Start Data lines
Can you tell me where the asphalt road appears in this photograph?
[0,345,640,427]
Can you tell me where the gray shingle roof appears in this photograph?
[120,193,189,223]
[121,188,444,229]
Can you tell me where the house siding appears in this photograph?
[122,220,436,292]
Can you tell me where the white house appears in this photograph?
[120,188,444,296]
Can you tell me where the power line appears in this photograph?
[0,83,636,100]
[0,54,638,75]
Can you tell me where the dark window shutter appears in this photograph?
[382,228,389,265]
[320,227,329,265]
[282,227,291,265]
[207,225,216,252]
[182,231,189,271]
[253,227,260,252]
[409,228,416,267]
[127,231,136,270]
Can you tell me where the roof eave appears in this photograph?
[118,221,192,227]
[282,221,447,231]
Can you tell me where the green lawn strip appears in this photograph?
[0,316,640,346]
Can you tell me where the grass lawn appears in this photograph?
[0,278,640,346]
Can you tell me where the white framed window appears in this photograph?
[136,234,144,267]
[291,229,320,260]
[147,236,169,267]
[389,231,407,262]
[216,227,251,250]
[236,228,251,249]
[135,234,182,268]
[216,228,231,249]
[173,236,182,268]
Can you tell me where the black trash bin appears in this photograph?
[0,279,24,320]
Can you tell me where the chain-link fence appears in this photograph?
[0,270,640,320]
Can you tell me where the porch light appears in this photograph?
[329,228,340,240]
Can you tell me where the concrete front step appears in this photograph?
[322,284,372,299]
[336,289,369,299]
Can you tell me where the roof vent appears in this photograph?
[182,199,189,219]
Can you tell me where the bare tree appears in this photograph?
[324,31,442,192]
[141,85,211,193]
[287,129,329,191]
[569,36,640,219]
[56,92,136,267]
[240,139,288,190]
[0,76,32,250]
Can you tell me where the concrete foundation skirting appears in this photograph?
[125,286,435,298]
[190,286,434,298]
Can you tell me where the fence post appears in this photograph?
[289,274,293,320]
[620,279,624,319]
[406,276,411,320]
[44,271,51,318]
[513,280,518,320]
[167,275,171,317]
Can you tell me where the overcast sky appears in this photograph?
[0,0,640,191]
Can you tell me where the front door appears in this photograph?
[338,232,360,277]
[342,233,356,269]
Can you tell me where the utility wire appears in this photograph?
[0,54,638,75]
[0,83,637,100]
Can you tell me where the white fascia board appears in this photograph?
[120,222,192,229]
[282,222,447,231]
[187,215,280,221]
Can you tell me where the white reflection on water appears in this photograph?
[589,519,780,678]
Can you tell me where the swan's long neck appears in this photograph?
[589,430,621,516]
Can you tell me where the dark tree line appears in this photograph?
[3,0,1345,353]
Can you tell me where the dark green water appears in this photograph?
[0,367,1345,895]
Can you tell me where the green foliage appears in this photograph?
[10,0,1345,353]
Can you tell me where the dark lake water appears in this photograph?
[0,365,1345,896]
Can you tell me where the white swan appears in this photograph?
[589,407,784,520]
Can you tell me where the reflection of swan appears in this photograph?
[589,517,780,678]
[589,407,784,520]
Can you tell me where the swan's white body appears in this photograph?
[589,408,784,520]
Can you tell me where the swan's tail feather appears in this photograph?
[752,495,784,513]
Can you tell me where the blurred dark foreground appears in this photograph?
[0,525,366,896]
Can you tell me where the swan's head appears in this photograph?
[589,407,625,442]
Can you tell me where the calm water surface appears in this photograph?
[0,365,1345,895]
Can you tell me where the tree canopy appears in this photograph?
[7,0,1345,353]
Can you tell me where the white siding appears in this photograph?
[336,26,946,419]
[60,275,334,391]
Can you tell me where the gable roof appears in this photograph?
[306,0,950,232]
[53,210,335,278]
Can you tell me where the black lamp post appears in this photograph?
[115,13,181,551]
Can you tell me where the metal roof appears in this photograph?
End Data lines
▶ [Prompt]:
Can you update every record above by replacing "photograph" with "image" and leaving all else unchanged?

▶ [The solution]:
Can you tell me where the asphalt road appears in this image?
[0,345,640,427]
Can you tell me where the gray shingle roof appears in this image?
[120,193,189,223]
[121,188,444,229]
Can you tell me where the house siding appears in this image?
[122,220,436,292]
Can you tell me where the white house appears in this image?
[120,188,444,296]
Can you tell me where the power line appears in this image?
[0,83,636,100]
[0,54,638,75]
Can you tell me where the dark window shutter appears in this image?
[382,228,389,265]
[320,227,329,265]
[282,227,291,265]
[207,225,216,252]
[182,231,189,271]
[253,227,260,252]
[409,228,416,267]
[127,231,136,270]
Can you tell me where the roof eave appears in this image?
[118,221,192,227]
[282,221,447,231]
Can you tell me where the green lawn strip appears in this image?
[0,316,640,346]
Can you tell me where the grass lawn appears in this image?
[0,278,640,346]
Can you tell me where the white framed window appears in this image?
[136,234,144,267]
[291,229,320,260]
[147,236,169,267]
[389,231,407,262]
[216,227,251,250]
[236,228,251,249]
[135,234,182,268]
[216,228,231,249]
[173,236,182,268]
Can you tell me where the black trash bin appears in this image?
[0,279,24,320]
Can you tell me where the chain-link fence appears in this image?
[0,270,640,320]
Can you tell me where the porch light appears in this image?
[329,228,340,240]
Can you tell me where the concrete front step appears in this image?
[322,284,372,299]
[336,289,369,299]
Can you tell me where the roof vent appears in this image?
[182,199,189,219]
Can you tell me where the bare tree appears in this image?
[324,31,442,192]
[141,85,211,193]
[287,129,329,191]
[569,36,640,219]
[56,92,136,267]
[240,139,288,190]
[0,76,32,250]
Can you tell me where the concrete foundation skirting appears in this image?
[125,286,435,298]
[190,286,434,298]
Can you tell me where the fence post appears in this image?
[289,274,293,320]
[620,279,624,319]
[406,276,411,320]
[44,271,51,318]
[513,280,518,320]
[167,275,171,317]
Can you tell me where the overcast sky appears in this image?
[0,0,640,191]
Can you tell me where the front door appears in this image?
[338,232,360,277]
[342,233,356,269]
Can you tell me where the utility wire appears in this image?
[0,54,638,75]
[0,83,637,100]
Can you tell me where the white fascia board appears in this image?
[120,222,192,229]
[282,222,447,231]
[187,215,280,221]
Can you tell me where the white reflection on water appears in this image?
[589,519,780,678]
Can you tell me where the swan's long neck appears in this image?
[589,430,621,516]
Can you tell me where the dark tree line appears in this image?
[3,0,1345,353]
Can you tell me where the dark green water appears in this image?
[0,367,1345,895]
Can you tell me where the green foliage appears in this image?
[10,0,1345,353]
Can you tell me where the dark lake water appears in this image?
[0,365,1345,896]
Can you tell me where the white swan appears in this image?
[589,407,784,520]
Can you tell me where the reflection of swan appears in this image?
[589,517,780,678]
[589,407,784,520]
Can you tell me where the swan's white body appears in this image?
[589,408,784,520]
Can you tell me where the swan's tail feather appears in this image?
[752,495,784,513]
Can you tell me where the blurred dark foreground appears in this image?
[0,525,366,896]
Can you tell me where the swan's head appears in this image?
[589,407,625,442]
Can you tell me where the calm water surface appears in this image?
[0,365,1345,895]
Can you tell me where the tree canopy appears in this image?
[7,0,1345,353]
Can you tell me where the white siding appears in this image?
[336,26,946,419]
[60,275,334,391]
Can you tell me where the gable roof appears in this image?
[306,0,950,232]
[53,210,335,278]
Can you tell me where the black lamp post appears in this image?
[115,13,181,551]
Can you tell me where the metal roof appears in this image?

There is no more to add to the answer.